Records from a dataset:
--------------------------------

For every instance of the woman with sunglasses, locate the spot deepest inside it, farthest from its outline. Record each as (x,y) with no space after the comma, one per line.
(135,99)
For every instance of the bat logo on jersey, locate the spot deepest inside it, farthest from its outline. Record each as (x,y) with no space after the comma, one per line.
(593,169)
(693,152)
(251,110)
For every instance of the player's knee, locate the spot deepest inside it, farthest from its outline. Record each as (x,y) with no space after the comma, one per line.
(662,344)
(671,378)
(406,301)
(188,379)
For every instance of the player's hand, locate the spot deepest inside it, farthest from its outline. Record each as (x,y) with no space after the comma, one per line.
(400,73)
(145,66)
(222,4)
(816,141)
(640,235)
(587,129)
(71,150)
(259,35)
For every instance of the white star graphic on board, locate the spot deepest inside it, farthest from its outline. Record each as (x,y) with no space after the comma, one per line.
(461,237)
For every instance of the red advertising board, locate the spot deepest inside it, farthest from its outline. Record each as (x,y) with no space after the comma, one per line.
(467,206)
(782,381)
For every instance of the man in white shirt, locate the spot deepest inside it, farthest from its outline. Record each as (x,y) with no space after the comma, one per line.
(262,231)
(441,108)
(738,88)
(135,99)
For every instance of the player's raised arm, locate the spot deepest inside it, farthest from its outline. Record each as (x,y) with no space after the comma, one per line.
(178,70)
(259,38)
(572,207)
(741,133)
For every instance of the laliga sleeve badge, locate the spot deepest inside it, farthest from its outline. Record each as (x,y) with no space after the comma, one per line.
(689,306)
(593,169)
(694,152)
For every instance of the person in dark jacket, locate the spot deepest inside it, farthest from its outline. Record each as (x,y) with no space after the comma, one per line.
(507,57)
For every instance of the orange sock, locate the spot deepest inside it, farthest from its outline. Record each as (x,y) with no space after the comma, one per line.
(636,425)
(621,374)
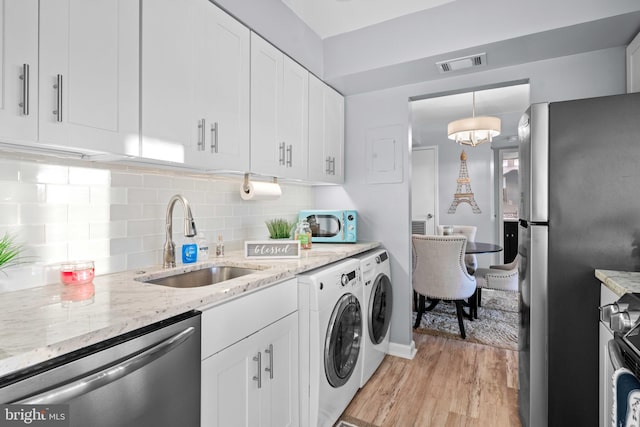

--------------------------------

*WHAT IS NEEDED:* Write out, exactly as they stand, the line with "For every instance of the laliga" and every line after it through the end of the entries above; omit the pictures.

*SOLUTION TO THE EXERCISE:*
For every instance of the laliga sleeve badge, locate the spot deepest inside it, farthest from its outline. Record each as (x,y) with no space after the comma, one per line.
(689,306)
(593,169)
(694,152)
For every instance of the person in dark jacket, locate the spot deepest inside it, farthest from its outline. Record each as (x,y) with no space after the comma, one per line.
(507,57)
For every instance of the orange sock, locate the spot deepest inside it, farthest from its outline. Record each as (x,y) with no space after the comma, one per line.
(636,425)
(621,374)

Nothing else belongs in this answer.